WORK REQUIRED: Please copy everything in the items below, from the line containing "subject: dry grass" down to the last line of the items, word for word.

_ _ _

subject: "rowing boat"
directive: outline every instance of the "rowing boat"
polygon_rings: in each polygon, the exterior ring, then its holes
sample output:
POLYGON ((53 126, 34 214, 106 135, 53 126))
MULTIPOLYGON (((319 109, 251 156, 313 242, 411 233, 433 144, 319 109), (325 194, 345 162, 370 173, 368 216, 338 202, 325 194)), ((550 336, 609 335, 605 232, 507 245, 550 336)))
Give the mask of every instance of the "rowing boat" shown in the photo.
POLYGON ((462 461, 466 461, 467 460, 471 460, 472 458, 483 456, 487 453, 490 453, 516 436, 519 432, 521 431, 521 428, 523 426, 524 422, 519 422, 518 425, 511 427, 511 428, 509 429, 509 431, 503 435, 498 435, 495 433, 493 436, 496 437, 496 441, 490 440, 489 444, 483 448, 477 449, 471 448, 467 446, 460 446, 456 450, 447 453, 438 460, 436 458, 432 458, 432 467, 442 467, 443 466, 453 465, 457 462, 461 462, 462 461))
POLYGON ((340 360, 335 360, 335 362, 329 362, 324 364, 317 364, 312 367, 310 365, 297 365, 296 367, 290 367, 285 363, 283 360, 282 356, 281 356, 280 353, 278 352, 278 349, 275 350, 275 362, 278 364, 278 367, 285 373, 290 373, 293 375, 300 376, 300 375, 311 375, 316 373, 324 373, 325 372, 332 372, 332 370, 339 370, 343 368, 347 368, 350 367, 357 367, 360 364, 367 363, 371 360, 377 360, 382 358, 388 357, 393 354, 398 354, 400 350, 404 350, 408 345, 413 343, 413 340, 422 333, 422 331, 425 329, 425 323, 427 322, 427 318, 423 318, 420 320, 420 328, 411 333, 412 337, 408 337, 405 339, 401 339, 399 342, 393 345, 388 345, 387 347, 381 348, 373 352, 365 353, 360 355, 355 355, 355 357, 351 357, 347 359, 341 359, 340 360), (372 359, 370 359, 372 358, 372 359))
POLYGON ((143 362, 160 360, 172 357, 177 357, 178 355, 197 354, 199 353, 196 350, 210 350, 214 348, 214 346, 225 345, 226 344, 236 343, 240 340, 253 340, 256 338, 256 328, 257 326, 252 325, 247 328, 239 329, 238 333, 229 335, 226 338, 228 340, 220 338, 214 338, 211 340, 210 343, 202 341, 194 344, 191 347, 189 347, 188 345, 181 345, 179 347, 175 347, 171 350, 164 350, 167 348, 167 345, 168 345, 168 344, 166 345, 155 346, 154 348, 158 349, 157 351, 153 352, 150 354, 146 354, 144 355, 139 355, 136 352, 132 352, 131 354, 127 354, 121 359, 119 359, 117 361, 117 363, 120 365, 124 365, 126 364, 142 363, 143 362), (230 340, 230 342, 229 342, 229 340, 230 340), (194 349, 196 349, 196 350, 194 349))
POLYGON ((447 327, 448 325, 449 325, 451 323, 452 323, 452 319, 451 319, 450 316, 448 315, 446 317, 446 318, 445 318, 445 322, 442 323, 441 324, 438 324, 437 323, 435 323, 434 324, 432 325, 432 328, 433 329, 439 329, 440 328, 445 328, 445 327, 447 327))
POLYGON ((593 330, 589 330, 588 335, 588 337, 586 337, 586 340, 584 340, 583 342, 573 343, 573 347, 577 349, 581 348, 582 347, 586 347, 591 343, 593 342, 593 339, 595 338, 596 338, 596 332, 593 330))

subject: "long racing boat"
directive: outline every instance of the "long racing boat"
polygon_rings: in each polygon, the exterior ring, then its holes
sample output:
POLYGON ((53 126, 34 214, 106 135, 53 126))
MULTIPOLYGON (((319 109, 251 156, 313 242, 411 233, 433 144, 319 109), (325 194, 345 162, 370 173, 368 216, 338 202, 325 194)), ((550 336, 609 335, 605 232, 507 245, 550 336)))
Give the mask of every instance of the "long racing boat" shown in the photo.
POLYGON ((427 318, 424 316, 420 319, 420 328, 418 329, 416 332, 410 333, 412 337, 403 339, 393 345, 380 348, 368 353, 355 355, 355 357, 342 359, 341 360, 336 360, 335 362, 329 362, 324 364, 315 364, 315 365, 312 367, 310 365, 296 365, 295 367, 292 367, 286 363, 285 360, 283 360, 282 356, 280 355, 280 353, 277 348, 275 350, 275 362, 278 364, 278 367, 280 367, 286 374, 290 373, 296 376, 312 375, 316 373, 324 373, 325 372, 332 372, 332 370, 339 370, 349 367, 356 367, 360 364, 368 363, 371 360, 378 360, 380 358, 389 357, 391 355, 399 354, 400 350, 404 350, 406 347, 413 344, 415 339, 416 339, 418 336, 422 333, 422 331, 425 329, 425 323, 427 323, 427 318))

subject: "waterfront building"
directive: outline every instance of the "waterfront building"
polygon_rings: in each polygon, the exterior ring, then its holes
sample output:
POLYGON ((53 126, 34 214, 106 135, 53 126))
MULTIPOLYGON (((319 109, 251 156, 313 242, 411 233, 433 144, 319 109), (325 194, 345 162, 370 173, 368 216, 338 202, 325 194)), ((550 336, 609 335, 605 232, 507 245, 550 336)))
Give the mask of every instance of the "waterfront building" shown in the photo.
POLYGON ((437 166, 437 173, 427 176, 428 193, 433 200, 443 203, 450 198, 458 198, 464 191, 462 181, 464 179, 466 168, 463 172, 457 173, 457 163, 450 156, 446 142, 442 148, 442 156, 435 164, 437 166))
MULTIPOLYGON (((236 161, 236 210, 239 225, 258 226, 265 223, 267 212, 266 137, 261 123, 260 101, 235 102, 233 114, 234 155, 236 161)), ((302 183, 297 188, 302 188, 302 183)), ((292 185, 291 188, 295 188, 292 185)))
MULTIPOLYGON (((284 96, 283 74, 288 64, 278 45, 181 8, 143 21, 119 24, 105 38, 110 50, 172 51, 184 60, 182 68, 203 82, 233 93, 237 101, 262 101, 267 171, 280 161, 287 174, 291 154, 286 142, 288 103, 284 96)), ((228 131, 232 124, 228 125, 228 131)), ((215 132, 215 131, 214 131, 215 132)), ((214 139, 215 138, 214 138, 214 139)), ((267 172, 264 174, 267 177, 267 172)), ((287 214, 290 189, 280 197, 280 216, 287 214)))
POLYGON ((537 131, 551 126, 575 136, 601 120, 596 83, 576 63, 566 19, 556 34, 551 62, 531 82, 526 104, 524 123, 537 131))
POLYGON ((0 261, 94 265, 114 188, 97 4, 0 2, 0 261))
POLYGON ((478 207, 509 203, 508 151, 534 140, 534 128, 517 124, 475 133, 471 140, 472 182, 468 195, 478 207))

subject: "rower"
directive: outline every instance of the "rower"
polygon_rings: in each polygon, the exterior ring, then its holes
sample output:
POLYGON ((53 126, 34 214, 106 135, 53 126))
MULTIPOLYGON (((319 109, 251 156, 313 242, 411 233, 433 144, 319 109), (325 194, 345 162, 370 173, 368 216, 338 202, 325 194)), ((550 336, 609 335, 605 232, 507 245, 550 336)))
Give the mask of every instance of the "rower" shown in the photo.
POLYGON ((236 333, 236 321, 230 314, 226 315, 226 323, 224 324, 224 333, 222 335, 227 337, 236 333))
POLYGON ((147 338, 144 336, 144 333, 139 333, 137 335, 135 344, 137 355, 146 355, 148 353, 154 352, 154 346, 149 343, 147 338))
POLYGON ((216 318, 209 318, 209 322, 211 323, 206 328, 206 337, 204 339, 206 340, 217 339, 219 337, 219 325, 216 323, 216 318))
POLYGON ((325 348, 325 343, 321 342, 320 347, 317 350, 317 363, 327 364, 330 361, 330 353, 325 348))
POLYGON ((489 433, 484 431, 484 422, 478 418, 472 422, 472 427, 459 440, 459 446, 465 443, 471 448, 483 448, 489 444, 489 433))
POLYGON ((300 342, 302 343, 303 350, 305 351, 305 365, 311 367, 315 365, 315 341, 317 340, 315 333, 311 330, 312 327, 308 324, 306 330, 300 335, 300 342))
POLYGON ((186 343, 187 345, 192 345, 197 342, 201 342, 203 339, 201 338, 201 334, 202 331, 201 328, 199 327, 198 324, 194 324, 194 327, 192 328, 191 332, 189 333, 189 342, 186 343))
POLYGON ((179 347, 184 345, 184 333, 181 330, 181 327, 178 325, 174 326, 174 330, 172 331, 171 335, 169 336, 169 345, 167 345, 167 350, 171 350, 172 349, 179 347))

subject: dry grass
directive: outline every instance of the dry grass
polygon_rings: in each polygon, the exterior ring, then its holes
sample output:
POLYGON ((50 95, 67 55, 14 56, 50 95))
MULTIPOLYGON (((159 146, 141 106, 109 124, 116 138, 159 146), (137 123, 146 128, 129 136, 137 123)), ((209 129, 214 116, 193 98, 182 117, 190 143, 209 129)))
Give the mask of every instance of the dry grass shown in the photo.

_ _ _

PROBLEM SOLUTION:
subject: dry grass
directive: outline every instance of the dry grass
polygon_rings: in each polygon, the exterior ring, then its holes
sample output:
POLYGON ((50 95, 67 55, 14 56, 50 95))
MULTIPOLYGON (((159 146, 141 106, 109 124, 116 138, 159 146), (137 123, 146 128, 129 136, 137 123)), ((209 129, 214 116, 193 98, 182 117, 190 143, 209 129)))
Give the mask of every instance of the dry grass shown in the photo.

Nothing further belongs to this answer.